*** EXTRACTED MATERIAL

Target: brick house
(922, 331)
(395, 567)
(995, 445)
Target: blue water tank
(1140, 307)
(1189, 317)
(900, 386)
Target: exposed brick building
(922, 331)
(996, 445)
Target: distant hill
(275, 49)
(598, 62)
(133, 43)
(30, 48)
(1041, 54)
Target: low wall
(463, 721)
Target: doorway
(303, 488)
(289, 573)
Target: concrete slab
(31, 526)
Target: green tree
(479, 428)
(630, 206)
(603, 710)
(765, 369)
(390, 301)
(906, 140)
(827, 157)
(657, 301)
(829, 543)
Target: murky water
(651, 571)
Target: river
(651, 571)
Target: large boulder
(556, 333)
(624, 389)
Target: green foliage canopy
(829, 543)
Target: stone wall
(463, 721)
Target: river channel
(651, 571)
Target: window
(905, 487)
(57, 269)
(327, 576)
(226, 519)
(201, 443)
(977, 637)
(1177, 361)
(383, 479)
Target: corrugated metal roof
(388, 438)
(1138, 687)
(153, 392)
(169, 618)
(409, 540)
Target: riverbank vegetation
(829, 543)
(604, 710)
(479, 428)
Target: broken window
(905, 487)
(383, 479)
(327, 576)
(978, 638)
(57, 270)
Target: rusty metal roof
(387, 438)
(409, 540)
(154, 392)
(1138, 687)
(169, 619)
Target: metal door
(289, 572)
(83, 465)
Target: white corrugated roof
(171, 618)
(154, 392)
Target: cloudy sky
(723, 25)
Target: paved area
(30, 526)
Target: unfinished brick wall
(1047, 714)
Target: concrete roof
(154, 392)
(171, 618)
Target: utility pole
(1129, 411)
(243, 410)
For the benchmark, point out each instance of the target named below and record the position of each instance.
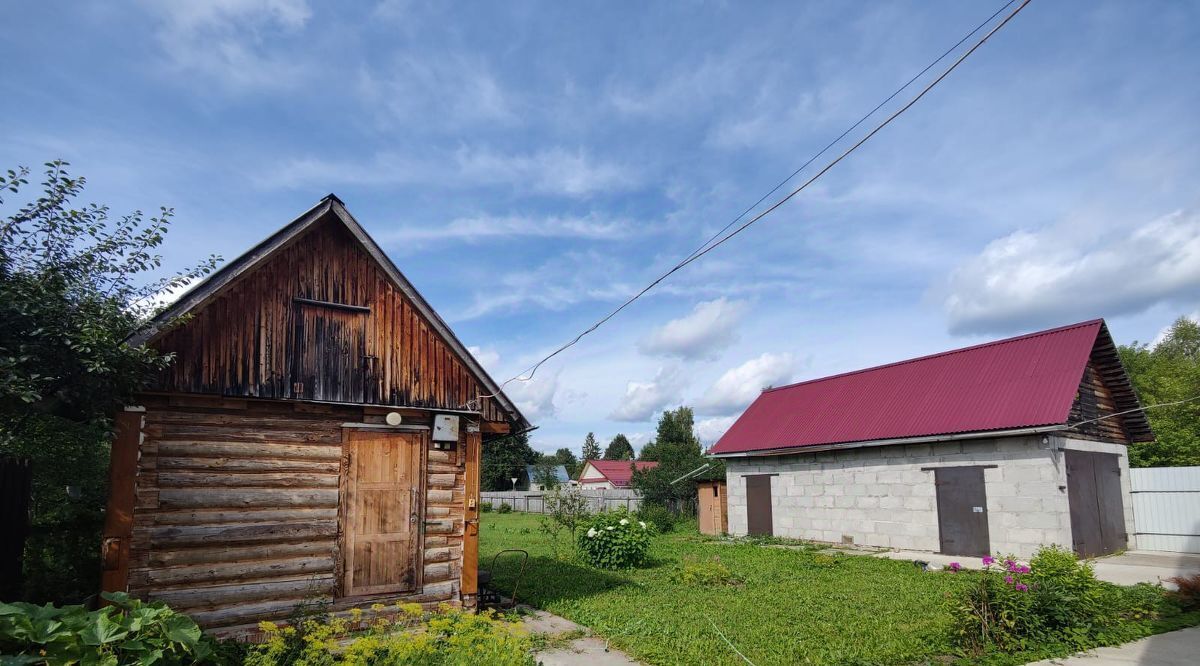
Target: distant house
(995, 448)
(559, 472)
(610, 474)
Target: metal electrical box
(445, 427)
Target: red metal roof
(618, 472)
(1020, 382)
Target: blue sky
(529, 165)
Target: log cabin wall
(237, 510)
(279, 333)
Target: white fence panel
(533, 502)
(1167, 508)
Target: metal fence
(533, 502)
(1167, 508)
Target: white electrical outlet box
(445, 427)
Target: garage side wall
(885, 496)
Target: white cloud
(711, 430)
(445, 89)
(486, 357)
(738, 387)
(1060, 275)
(711, 327)
(642, 400)
(535, 397)
(552, 171)
(555, 171)
(226, 40)
(558, 283)
(592, 227)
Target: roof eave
(898, 441)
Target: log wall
(237, 509)
(257, 340)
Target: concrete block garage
(996, 448)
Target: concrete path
(1126, 569)
(1177, 648)
(575, 645)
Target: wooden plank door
(961, 511)
(1097, 511)
(759, 516)
(382, 513)
(328, 353)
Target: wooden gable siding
(237, 511)
(257, 340)
(1095, 401)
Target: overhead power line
(717, 239)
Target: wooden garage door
(961, 510)
(759, 515)
(382, 509)
(1097, 513)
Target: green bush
(396, 635)
(705, 573)
(129, 631)
(1055, 599)
(657, 515)
(616, 540)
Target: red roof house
(611, 473)
(1001, 447)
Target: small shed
(712, 507)
(316, 439)
(999, 448)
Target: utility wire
(712, 243)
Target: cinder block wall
(880, 496)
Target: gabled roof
(617, 472)
(1018, 383)
(329, 208)
(559, 472)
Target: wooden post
(471, 528)
(123, 473)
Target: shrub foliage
(616, 540)
(129, 631)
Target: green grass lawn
(793, 607)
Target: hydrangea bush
(616, 540)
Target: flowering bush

******

Retype every one of the records above word for word, leaving the pictures out.

Target: brick house
(922, 331)
(395, 567)
(995, 445)
Target: blue water tank
(1140, 307)
(1189, 317)
(900, 386)
Target: exposed brick building
(922, 331)
(996, 445)
Target: distant hill
(275, 49)
(598, 62)
(133, 43)
(30, 48)
(1041, 54)
Target: low wall
(463, 721)
Target: doorway
(303, 488)
(289, 573)
Target: concrete slab
(31, 526)
Target: green tree
(479, 428)
(630, 206)
(603, 710)
(765, 369)
(390, 301)
(906, 140)
(827, 157)
(657, 301)
(829, 543)
Target: murky water
(651, 571)
Target: river
(651, 571)
Target: large boulder
(556, 333)
(624, 389)
Target: green foliage canopy
(829, 543)
Target: stone wall
(463, 721)
Target: river channel
(651, 571)
Target: window
(905, 487)
(57, 269)
(327, 576)
(226, 519)
(201, 443)
(977, 637)
(1177, 361)
(383, 479)
Target: corrugated metal roof
(388, 438)
(1138, 687)
(153, 392)
(169, 618)
(409, 540)
Target: riverbank vegetation
(829, 543)
(604, 710)
(479, 428)
Target: broken window
(905, 487)
(383, 479)
(327, 576)
(978, 638)
(57, 270)
Target: rusty metal roof
(387, 438)
(409, 540)
(154, 392)
(1138, 687)
(169, 619)
Target: metal door
(289, 572)
(83, 465)
Target: white corrugated roof
(171, 618)
(154, 392)
Target: cloudy sky
(723, 25)
Target: paved area
(30, 526)
Target: unfinished brick wall
(1047, 714)
Target: concrete roof
(154, 392)
(171, 618)
Target: utility pole
(1129, 411)
(243, 410)
For the benchmark, point out each instance of the target named below and record the position of each instance.
Target: distant house
(995, 448)
(559, 472)
(610, 474)
Target: metal electrical box
(445, 427)
Target: red metal roof
(618, 472)
(1020, 382)
Target: blue sky
(529, 165)
Target: log cabin wall
(237, 510)
(279, 333)
Target: white fence panel
(533, 502)
(1167, 508)
Target: metal fence
(533, 502)
(1167, 508)
Target: white electrical outlet box
(445, 427)
Target: garage side wall
(885, 496)
Target: white cloud
(711, 430)
(445, 89)
(486, 357)
(738, 387)
(1060, 275)
(711, 327)
(642, 400)
(535, 397)
(552, 171)
(555, 171)
(226, 40)
(558, 283)
(592, 227)
Target: roof eave
(898, 441)
Target: log wall
(237, 509)
(257, 340)
Target: concrete block garage
(996, 448)
Target: concrete path
(1126, 569)
(1177, 648)
(575, 645)
Target: wooden plank door
(961, 511)
(1097, 511)
(759, 516)
(382, 513)
(328, 353)
Target: wooden gable siding
(237, 511)
(257, 340)
(1095, 401)
Target: overhead power line
(717, 239)
Target: wooden garage door
(961, 510)
(759, 515)
(382, 509)
(1097, 513)
Target: green bush
(396, 635)
(705, 573)
(129, 631)
(1055, 599)
(657, 515)
(616, 540)
Target: red roof house
(611, 473)
(1001, 447)
Target: small shed
(712, 507)
(316, 439)
(999, 448)
Target: utility wire
(712, 243)
Target: cinder block wall
(880, 496)
Target: gabled roof
(617, 472)
(1018, 383)
(329, 208)
(559, 472)
Target: wooden post
(471, 528)
(123, 473)
Target: shrub foliage
(616, 540)
(129, 631)
Target: green grass lawn
(793, 607)
Target: hydrangea bush
(616, 540)
Target: flowering bush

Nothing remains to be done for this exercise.